**Instructions to follow**. All of the data below should be written out exactly.

Segment Start: Information

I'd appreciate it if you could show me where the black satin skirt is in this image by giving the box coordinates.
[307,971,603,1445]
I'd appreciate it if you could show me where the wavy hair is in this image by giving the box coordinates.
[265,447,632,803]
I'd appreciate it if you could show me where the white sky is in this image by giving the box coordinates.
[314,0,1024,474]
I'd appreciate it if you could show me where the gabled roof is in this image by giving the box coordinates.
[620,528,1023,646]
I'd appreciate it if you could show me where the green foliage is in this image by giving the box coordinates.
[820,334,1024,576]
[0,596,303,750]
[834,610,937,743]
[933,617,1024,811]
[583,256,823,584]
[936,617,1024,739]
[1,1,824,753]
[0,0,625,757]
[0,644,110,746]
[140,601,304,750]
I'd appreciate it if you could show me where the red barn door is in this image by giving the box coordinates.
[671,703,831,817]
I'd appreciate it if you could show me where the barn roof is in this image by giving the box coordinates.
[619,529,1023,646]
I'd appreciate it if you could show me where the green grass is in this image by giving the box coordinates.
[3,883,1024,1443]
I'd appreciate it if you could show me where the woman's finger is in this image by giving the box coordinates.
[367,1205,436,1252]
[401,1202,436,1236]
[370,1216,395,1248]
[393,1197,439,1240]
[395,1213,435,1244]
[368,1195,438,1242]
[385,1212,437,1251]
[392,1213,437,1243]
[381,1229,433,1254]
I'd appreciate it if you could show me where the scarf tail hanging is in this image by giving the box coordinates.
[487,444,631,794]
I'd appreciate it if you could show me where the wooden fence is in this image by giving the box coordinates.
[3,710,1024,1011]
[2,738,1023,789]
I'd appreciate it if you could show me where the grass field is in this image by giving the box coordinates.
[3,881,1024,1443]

Segment End: Information

**Output below**.
I'd appreciate it if you could show me where the black satin skirt is in this image by giving the box coordinates.
[307,971,603,1445]
I'd appreciate it if you could show me where the wavy hair is in this image by giving the box coordinates.
[265,447,632,803]
I'd appreciate it if you could show me where the white sky is in this image by giving the box coordinates.
[314,0,1024,474]
I'd appreciate it if you could show me where the gabled roof is in this image by giving the box coordinates.
[620,528,1023,646]
I'd appreciate it if you could show me where the green foliage is in this image by giving the box coordinates.
[820,334,1024,576]
[0,596,303,750]
[834,610,937,743]
[933,617,1024,811]
[583,256,823,584]
[936,617,1024,739]
[1,1,824,753]
[0,0,625,757]
[0,644,110,746]
[140,601,304,750]
I'd appreciate it if you could show me where the red barn door is in this image by giving the box coordinates.
[671,703,831,817]
I'd appreciate it if you could show me where the barn roof is in this image by giving the box coordinates.
[619,529,1023,646]
I'd appreciate it if you could show me where the green grass is in this image by giving the box coordinates.
[3,883,1024,1443]
I'd appreciate it if you could show me where the woman's finger is in this image by giving the box coordinates.
[367,1205,436,1252]
[401,1202,436,1236]
[370,1216,395,1248]
[393,1197,439,1240]
[395,1213,435,1244]
[368,1195,438,1242]
[385,1212,437,1251]
[392,1213,437,1243]
[381,1229,433,1254]
I'd appreciate it if you could show me where the scarf tail hanging is in this image by giving the box coordinates.
[487,444,631,794]
I'd appreciate it if you could show me where the wooden fence is in this image by giving the box coordinates.
[3,710,1024,1011]
[2,738,1023,789]
I'd appreciate it if you could show me where the grass field is in this image by giving the box coordinates.
[3,881,1024,1443]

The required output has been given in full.